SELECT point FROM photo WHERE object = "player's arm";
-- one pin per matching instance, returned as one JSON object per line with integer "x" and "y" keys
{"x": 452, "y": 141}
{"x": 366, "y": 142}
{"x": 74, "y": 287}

★ ★ ★ ★ ★

_Description of the task_
Print the line that contains "-- one pin per" and each line after it up to the end of the listing, exactly as written.

_Solution for this problem_
-- one pin per matching instance, returned as one JSON object per line with integer "x" and "y" keys
{"x": 452, "y": 141}
{"x": 366, "y": 142}
{"x": 74, "y": 287}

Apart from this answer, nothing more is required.